_GIVEN TEXT_:

▼▼▼

Last week — five years after the death of the Peanuts creator — we stopped running Schulz's comic strip reruns here at the Tracy Press. We also replaced the panel for Dennis the Menace, another nostalgic comic whose creator has passed on. And we said good-bye to some newer comics that seem to have attracted few followers.
For an editor, waking up to a typo in a front-page headline is painful, but cutting old comics strips to make room for new ones is torture. Change of any sort can bring on a barrage of angry phone calls from readers, so most newspapers avoid it.
For us, this time, only one caller has mentioned Peanuts. She said she's been reading about the antics of Linus and Charlie Brown since 1948, and although she knew she was reading reruns from the 1970s, she didn't care. She misses Peanuts.
A few other callers said they cared more about the disappearance of Dennis from our pages. One clipped out some old panels and wrote notes on them — “Bring back Dennis, please.”
Another left a message clearly stating her disgust with the decision: “It is most regrettable that someone replaced the adorable Dennis with a ludicrous, dimwitted cartoon, which I won't even look at.”
But the dozens of readers I've quizzed in the last few months say they're open to new comics. Some specifically asked for comics with an edge — like The Boondocks and Ballard Street. Some asked for a daily children's strip, and we found Slylock Fox. A few said they read Get Fuzzy in Saturday's Our Town and wanted it in the daily comics. More than a few said they really didn't like Six Chix and Franklin Fibbs.
And then there's Opus, requested by a 20-year-old who represents that non-newspaper-reading age group that editors long to reach. When I called the syndicate that distributes that cartoon, I found out that a competitive newspaper to the north bought rights that block us from using Opus, which is not funny at all.

▲▲▲

_SHORT EXERCISE A_:
Locate each line in the rows that contains the string "tree" and copy it out; treat uppercase and lowercase as different.
The comics column and the rows that come next are unrelated to each other.

_SUPPLIED DATA_:
▼▼▼

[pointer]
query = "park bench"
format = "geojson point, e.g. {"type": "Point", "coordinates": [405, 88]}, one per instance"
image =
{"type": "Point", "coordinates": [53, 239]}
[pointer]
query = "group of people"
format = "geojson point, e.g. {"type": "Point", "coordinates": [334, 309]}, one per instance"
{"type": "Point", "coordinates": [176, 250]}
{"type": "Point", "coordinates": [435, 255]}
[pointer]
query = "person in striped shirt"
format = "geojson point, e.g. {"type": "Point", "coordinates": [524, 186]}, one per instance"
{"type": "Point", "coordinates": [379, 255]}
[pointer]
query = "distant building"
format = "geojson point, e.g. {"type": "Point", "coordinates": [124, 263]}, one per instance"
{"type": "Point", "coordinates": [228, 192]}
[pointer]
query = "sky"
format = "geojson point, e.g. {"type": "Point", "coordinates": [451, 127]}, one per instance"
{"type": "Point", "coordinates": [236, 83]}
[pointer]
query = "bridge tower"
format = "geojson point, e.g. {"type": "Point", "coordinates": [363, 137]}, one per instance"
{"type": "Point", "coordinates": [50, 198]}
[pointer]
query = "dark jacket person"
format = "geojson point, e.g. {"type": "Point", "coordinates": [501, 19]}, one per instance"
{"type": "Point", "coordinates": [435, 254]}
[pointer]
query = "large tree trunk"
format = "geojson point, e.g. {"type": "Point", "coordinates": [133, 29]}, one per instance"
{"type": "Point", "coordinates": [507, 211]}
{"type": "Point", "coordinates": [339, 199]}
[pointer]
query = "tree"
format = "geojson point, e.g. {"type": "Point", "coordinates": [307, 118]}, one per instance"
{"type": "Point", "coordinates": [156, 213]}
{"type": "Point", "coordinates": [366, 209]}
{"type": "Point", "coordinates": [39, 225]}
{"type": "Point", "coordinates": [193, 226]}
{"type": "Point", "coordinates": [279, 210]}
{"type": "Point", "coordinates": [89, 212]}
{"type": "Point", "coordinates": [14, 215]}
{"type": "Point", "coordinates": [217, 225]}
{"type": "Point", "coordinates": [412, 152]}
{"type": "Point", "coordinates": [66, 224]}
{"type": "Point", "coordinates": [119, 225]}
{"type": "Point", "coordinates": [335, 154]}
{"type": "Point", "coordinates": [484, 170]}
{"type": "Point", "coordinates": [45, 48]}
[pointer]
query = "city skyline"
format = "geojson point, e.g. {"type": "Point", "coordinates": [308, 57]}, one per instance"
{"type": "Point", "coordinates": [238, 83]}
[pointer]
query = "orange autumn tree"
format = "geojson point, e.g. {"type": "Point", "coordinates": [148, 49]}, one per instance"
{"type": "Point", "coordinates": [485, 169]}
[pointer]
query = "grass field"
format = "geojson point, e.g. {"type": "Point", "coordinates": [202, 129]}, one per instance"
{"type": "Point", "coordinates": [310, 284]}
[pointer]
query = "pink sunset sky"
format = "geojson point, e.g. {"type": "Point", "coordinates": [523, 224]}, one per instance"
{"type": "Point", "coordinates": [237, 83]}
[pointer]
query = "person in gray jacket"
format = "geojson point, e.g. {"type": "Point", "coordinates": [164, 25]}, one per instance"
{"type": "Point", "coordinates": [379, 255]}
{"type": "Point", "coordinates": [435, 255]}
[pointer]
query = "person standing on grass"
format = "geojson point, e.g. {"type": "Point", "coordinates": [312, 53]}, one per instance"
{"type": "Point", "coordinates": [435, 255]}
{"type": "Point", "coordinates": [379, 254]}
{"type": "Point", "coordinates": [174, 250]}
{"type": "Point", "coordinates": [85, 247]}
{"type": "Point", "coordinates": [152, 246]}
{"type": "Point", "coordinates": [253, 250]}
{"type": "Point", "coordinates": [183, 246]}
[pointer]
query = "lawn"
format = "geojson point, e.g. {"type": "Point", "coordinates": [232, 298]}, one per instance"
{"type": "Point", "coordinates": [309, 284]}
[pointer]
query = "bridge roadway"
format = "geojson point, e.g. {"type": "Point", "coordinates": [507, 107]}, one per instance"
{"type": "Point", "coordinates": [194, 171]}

▲▲▲

_SHORT EXERCISE B_:
Using the comics column above, answer each question on its own line.
(i) Since what year has the caller who misses Peanuts been reading it?
(ii) What daily children's strip did the paper find?
(iii) Which cartoon did a 20-year-old request?

_FINAL RESULT A_:
query = "large tree trunk"
query = "tree"
query = "orange autumn tree"

_FINAL RESULT B_:
(i) 1948
(ii) Slylock Fox
(iii) Opus